■ Problem: The line with "Labeling fields. Category: white" marks where to begin. Please copy it and each line after it to the end of the records below, exactly.

[Records contained in a dataset]
━━━━━━━━

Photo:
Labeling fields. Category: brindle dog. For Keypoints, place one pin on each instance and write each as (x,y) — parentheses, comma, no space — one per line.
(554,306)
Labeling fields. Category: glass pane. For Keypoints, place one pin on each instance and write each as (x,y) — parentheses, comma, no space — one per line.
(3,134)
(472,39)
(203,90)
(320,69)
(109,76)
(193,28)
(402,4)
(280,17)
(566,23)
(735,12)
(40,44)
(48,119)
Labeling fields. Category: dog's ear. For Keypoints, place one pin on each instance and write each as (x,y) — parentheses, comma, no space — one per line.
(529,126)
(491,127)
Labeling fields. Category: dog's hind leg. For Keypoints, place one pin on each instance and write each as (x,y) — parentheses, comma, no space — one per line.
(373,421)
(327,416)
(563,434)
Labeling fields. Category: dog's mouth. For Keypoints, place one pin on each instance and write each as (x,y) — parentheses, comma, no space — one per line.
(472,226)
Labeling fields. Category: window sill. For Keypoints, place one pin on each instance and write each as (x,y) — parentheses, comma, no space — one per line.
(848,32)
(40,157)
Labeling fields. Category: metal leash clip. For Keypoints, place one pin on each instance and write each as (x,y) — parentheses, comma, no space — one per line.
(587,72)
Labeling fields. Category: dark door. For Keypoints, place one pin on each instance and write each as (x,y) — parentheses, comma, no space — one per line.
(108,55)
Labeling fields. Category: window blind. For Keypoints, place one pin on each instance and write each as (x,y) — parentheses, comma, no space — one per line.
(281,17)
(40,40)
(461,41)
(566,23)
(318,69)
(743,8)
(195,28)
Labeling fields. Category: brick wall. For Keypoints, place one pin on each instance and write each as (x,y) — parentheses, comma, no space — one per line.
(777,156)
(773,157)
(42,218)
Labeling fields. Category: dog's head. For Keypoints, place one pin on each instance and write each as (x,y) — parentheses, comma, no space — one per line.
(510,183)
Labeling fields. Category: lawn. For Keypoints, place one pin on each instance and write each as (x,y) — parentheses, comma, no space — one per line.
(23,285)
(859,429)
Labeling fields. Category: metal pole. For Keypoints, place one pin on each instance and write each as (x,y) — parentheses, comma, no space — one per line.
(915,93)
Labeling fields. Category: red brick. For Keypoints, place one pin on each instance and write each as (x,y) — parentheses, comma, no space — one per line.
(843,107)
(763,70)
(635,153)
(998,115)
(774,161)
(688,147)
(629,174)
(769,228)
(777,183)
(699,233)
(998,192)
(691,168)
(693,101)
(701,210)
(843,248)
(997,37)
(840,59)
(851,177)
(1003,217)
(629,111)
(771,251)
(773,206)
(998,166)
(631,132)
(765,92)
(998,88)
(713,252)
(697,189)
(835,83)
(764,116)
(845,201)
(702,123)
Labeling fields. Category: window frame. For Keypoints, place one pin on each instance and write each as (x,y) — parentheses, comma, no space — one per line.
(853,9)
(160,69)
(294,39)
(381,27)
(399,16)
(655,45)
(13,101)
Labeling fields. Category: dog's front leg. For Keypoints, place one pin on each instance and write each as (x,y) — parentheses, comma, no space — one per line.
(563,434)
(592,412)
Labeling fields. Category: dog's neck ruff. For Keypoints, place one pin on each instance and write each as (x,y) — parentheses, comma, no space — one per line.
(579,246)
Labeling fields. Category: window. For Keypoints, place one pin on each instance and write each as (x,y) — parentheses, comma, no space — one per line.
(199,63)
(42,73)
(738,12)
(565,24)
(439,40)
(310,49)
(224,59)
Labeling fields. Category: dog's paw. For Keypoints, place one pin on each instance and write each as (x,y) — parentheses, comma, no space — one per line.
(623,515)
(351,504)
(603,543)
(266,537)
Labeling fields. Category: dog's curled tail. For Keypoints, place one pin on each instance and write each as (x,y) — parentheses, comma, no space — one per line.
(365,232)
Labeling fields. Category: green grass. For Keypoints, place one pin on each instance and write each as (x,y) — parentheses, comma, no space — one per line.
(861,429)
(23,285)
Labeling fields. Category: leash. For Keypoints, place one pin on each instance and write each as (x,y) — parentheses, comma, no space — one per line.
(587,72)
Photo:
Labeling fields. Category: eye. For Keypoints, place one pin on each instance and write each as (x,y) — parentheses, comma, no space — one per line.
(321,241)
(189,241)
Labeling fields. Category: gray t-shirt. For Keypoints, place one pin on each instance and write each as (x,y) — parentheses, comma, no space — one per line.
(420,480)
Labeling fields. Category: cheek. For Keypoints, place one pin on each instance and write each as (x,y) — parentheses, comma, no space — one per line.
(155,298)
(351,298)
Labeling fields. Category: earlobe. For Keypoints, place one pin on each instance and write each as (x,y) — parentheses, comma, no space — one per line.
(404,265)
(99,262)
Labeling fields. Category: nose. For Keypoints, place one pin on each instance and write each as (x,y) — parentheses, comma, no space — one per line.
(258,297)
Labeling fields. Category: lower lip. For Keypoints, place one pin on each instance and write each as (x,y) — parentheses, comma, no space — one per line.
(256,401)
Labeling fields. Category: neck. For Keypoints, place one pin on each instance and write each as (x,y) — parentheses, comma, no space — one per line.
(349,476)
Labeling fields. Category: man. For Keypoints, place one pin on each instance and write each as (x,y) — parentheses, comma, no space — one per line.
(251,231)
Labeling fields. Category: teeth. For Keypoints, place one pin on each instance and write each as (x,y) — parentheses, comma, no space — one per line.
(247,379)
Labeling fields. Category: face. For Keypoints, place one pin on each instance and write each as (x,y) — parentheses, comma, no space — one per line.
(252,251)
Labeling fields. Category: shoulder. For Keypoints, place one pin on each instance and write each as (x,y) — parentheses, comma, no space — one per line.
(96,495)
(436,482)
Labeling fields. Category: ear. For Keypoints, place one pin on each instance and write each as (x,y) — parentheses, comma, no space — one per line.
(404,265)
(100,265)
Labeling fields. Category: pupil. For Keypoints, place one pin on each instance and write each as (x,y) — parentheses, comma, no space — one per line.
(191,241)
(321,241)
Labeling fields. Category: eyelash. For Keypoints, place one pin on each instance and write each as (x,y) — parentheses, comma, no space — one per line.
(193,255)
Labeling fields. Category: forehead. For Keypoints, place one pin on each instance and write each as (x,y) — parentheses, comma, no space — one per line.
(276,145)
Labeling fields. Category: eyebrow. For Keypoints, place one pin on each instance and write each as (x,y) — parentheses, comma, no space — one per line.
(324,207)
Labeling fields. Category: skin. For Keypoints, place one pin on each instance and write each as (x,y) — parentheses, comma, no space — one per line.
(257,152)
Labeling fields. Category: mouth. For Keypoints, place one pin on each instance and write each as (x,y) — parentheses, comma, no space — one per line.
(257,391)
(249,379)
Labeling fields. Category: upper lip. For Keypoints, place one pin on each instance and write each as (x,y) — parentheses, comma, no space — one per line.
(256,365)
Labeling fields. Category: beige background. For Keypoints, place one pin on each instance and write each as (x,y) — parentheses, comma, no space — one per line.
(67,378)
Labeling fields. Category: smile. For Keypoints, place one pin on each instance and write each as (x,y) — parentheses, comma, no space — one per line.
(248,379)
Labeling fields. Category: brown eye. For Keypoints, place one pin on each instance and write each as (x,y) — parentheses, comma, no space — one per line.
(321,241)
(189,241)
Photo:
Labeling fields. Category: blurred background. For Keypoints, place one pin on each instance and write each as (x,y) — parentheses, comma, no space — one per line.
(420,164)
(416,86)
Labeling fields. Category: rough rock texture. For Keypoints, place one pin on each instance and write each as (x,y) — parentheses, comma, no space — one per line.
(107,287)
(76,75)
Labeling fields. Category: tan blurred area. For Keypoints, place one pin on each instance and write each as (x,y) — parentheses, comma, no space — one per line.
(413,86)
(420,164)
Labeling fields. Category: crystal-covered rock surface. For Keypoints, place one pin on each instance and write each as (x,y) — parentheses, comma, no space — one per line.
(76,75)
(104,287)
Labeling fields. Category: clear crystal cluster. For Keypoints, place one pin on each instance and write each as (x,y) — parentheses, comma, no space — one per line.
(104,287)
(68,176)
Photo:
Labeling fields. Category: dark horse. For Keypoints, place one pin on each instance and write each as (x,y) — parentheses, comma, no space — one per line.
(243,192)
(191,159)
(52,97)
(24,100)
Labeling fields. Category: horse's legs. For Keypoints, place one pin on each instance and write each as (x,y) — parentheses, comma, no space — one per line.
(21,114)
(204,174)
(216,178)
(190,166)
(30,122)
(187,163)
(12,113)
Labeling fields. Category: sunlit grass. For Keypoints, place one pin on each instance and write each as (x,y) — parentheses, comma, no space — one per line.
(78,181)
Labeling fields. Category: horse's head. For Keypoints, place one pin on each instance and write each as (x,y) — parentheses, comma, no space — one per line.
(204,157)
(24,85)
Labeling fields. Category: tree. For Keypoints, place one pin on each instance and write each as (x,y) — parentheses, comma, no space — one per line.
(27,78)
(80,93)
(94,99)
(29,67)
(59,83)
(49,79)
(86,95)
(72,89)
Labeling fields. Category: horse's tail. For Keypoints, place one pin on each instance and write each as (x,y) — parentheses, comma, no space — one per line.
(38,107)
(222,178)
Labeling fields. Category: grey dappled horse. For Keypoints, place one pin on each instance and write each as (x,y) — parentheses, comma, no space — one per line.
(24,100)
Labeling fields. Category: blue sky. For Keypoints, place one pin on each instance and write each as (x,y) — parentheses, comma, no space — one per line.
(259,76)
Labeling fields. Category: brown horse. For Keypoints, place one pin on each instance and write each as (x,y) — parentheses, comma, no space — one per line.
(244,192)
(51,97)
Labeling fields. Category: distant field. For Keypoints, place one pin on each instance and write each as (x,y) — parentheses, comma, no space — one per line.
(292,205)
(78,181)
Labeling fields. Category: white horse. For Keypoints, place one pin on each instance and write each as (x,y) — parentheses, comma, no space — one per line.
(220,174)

━━━━━━━━

■ Task result:
Labeling fields. Category: white horse. For Keypoints, place one pin on each instance and write each as (x,y) — parentheses, comma, no space — one per line.
(220,174)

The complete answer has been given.